## DATA RECORDS
# # # # # # #
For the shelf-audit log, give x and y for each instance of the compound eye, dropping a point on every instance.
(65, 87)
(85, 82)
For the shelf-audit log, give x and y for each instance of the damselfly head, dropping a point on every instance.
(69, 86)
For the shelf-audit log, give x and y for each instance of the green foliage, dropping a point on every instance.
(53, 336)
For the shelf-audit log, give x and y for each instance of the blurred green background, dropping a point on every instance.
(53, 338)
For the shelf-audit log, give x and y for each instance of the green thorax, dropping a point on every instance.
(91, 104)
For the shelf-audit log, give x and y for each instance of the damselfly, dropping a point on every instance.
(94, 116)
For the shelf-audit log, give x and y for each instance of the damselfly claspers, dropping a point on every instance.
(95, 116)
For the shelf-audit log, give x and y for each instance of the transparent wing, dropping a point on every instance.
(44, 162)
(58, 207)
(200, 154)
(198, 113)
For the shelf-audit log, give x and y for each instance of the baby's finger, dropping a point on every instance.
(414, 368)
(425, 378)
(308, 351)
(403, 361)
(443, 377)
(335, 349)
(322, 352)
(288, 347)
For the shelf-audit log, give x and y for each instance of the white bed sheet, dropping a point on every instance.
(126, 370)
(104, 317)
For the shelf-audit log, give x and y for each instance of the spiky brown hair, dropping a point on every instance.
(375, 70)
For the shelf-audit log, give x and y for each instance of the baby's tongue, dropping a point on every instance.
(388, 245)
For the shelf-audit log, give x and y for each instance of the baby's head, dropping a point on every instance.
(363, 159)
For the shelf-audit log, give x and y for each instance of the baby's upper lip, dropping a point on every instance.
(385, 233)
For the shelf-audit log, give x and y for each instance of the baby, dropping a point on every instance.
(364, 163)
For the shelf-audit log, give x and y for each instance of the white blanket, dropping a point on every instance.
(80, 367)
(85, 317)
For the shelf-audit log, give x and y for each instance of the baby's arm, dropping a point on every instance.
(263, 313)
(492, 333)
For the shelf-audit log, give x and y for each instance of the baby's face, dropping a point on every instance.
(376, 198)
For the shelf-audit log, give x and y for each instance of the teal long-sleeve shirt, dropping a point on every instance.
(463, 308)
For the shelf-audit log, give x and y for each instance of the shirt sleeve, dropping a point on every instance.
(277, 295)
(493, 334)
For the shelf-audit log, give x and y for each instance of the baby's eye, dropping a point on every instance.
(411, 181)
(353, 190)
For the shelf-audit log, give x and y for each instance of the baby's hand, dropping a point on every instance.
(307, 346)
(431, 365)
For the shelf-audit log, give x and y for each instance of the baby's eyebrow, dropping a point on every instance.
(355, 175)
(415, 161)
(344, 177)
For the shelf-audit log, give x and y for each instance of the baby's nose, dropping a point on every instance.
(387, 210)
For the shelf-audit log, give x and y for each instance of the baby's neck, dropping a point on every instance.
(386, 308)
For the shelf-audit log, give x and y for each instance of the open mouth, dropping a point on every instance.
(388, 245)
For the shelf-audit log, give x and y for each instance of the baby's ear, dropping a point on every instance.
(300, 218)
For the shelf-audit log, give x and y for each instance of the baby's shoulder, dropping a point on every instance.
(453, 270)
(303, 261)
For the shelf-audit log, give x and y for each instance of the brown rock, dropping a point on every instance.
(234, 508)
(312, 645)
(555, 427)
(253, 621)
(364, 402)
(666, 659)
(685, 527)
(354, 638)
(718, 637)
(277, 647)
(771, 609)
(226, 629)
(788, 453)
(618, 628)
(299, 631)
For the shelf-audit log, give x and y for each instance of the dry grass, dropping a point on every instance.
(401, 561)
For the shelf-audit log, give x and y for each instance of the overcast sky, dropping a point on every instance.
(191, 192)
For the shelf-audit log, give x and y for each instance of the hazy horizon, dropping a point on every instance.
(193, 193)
# # # # # # #
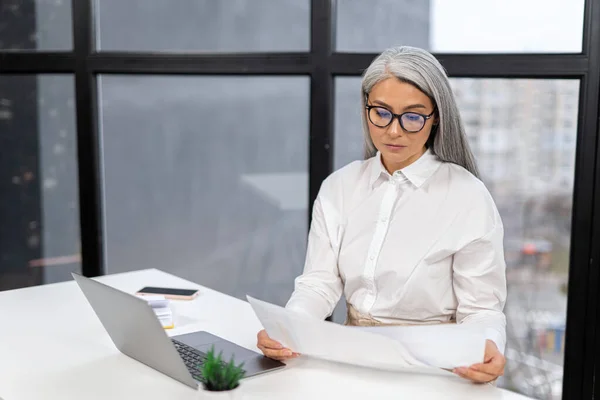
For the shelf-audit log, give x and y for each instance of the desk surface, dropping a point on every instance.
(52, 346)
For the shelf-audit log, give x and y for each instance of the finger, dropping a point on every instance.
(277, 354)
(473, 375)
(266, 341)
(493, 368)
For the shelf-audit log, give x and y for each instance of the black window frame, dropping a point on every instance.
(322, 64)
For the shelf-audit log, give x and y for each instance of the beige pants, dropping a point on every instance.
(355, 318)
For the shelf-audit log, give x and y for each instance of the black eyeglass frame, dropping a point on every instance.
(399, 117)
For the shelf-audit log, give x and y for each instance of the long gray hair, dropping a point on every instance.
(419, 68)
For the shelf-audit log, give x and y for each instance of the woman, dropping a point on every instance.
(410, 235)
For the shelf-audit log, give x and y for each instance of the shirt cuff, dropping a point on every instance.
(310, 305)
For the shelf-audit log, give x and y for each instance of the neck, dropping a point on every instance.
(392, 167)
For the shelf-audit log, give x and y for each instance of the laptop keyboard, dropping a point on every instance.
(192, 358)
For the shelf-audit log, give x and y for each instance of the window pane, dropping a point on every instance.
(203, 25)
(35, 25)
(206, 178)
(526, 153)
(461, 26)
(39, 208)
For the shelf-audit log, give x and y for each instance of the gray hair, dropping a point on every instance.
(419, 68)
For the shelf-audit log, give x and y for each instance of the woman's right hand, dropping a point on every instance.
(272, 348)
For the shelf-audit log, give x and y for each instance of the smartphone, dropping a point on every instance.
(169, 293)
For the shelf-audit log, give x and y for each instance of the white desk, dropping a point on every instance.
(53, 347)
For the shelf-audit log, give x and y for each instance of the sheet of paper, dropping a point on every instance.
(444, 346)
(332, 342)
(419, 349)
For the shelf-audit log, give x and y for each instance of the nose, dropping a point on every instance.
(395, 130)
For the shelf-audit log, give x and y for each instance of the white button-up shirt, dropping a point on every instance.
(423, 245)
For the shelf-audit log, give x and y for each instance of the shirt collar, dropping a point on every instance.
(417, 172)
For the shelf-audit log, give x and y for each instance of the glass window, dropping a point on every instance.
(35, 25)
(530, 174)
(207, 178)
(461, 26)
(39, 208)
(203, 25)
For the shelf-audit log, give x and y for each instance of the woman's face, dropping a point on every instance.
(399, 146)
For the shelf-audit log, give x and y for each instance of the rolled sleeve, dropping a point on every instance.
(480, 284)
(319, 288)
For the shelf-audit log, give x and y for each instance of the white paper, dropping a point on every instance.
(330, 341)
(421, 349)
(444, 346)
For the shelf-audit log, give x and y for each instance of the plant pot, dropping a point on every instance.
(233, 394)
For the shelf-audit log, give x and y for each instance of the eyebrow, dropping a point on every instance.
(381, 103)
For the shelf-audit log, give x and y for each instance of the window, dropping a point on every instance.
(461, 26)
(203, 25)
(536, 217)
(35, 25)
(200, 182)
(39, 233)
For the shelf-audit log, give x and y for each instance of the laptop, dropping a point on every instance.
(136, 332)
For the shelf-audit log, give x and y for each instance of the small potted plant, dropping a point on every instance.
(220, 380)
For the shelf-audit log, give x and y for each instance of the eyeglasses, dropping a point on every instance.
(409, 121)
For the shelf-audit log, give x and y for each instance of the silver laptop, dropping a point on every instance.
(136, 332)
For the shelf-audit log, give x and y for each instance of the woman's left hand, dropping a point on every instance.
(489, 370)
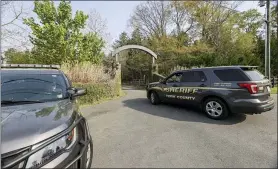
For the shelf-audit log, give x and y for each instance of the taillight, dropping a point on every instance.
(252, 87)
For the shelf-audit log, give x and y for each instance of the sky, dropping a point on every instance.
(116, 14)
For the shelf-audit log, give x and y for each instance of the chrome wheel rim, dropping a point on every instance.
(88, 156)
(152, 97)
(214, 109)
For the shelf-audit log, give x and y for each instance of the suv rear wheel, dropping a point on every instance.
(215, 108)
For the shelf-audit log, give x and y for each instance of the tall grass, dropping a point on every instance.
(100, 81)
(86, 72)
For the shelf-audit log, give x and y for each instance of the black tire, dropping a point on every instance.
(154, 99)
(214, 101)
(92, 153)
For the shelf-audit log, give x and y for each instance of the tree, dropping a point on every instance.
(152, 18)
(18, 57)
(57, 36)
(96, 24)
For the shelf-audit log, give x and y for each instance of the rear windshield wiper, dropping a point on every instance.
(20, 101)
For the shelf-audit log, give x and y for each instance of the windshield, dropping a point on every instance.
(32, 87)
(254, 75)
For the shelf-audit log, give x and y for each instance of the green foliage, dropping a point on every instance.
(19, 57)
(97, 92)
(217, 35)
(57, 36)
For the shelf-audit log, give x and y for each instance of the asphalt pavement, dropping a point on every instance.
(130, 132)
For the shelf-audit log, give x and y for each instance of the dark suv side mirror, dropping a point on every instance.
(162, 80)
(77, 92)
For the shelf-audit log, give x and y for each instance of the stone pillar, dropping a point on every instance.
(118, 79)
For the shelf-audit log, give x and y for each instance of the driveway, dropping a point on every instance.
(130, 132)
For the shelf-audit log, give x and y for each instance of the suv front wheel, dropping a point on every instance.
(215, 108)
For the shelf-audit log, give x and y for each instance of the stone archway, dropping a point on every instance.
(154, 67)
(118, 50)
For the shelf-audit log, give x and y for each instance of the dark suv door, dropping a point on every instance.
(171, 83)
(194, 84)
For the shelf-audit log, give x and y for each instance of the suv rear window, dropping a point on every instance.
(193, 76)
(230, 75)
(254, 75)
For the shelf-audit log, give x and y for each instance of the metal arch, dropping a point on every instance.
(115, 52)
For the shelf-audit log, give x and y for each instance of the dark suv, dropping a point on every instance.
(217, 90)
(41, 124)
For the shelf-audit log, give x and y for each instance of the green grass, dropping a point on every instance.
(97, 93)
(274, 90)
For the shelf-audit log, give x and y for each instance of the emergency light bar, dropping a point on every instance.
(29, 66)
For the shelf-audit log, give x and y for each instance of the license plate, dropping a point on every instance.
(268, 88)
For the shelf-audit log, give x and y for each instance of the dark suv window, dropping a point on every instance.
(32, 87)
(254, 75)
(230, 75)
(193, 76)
# # # # # # #
## EXERCISE TASK
Extract every row above that contains the string "woman", matching case exactly.

## CORRECT RESULT
For the shelf-audit log, give x and y for each instance of the woman, dropping a point on every instance.
For the shelf-audit log, give x and y for each instance of the woman's right hand, dropping a point on every instance.
For the shelf-audit log, give x and y for each instance of the woman's face, dropping a point on every instance.
For the shelf-audit log, give x and y for each instance of the woman's left hand, dropping a point on every instance.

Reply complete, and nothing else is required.